SELECTED EXTRACT:
Threats are growing more hostile. Budgets are tight. Skills are at a premium. And business imperatives like mobility, social media, web applications and big data can pose risks as well as inefficiencies if they’re not properly managed.
Our distinctive managed service is built around a fundamentally different approach that is redefining what managed security services are. Our approach is unique in the industry, one that centers around a product agnostic methodology that weaves our SOC into the fabric of our clients IT security organization by managing and monitoring our clients existing network and endpoint security controls rather than requiring an overhaul of existing infrastructure
If you wouldn’t choose a plumber based on the wrench she uses, than why would you choose an MSSP based on their SIEM technology? We believe in creating a better way for our clients. That better way has redefined the managed services model at Brier & Thorn. Through our managed services, our clients are able to integrate our SOC into their IT organization, allowing our engineers to take over the management and monitoring of already deployed network and endpoint security controls — from UTM devices on the edge and core to anti-malware agents running on every endpoint. To this end, our team also believes that managed security services shouldn’t stop at monitoring, but should also include a robust vulnerability management program that includes quarterly vulnerability scanning and annual penetration testing.
We believe that the existing technology already deployed on our clients networks is already effective at treating our client’s risk, but that they simply are not being given the appropriate level of care and feeding needed to ensure events are being analyzed and responded to effectively. Where senior security engineers are in short supply and come at a premium, leveraging our SOC analysts to augment internal resources provides full 24x7x365 monitoring and response coverage. By leveraging our SOC capabilities, our clients achieve a new level of IT risk management centered around the management and monitoring of existing controls that don’t have to be replaced by proprietary technology from the MSSP. As an extension of our clients internal staff, our SOC will take over management and control of vulnerability management tools, configuration of devices for central log monitoring, and work with internal teams in the remediation of vulnerabilities identified in penetration tests and vulnerability scans.

[Extracted records]
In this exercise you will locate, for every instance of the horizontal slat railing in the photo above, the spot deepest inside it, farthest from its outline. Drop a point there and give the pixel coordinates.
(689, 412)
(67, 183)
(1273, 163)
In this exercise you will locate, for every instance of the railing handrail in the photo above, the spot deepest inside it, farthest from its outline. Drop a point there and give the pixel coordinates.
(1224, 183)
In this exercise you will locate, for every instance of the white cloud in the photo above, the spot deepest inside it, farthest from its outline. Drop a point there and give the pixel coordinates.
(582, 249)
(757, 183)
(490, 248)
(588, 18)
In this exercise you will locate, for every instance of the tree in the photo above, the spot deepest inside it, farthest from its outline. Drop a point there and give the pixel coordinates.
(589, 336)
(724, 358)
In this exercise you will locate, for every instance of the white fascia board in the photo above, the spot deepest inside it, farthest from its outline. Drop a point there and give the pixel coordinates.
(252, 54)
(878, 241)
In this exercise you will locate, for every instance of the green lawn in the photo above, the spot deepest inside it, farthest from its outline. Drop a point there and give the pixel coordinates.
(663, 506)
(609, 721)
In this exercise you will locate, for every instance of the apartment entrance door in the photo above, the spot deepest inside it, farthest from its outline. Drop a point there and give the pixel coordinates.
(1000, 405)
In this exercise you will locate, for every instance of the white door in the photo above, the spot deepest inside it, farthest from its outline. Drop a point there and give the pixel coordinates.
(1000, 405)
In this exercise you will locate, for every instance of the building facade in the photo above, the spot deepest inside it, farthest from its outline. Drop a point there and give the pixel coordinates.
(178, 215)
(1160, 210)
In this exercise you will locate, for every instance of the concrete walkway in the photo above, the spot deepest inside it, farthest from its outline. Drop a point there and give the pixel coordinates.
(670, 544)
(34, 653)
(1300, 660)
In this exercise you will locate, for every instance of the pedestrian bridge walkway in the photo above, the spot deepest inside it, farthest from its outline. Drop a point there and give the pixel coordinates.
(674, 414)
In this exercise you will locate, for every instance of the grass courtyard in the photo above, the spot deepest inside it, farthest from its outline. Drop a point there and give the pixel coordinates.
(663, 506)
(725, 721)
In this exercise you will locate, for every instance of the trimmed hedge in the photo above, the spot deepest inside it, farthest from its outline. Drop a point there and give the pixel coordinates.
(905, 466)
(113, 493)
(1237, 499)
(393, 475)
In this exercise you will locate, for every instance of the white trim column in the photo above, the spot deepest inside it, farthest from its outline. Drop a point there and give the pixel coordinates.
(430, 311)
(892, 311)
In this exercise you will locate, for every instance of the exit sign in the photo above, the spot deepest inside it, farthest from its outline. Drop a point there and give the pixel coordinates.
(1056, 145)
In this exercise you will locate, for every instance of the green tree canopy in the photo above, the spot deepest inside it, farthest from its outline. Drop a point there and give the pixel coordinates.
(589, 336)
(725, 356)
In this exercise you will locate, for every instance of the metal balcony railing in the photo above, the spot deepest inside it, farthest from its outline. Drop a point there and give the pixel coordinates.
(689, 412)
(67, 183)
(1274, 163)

PROMPT 1: In the managed security services text, what does the vulnerability management program include?
PROMPT 2: List every business imperative that the managed security services text names as a possible source of risk and inefficiency.
PROMPT 3: Pick up the managed security services text after its final sentence and carry it forward in the same voice.

WRITTEN ANSWER 1: Quarterly vulnerability scanning and annual penetration testing.

WRITTEN ANSWER 2: Mobility, social media, web applications, big data

WRITTEN ANSWER 3:
Where there is no monitoring solution in place, whether that’s a lack of a central log management server or Security Information and Event Management (SIEM) solution, our team will review the requirements our clients have for such a solution, identify what log event types are in place currently, and make the appropriate recommendation to our clients for a SIEM solution that meets their requirements.
In this paper, we explore the deficiencies in what we refer to as the traditional managed services model where companies bring their own SIEM solution to monitor their customer’s networks while also turning a blind eye to the other security controls
With an endless emergence of new threats and company resources under constant pressure, it can be difficult to balance all of the strategic and operational tasks required for an effective ISMS. Network Intrusion Detection System and Intrusion Prevention System (IDS/IPS) devices can provide a highly effective layer of security designed to protect critical assets from cyber threats. But we don’t believe network security monitoring should stop at IDS/IPS. Other logs and security events provide additional visibility in the enterprise that have historically gone ignored.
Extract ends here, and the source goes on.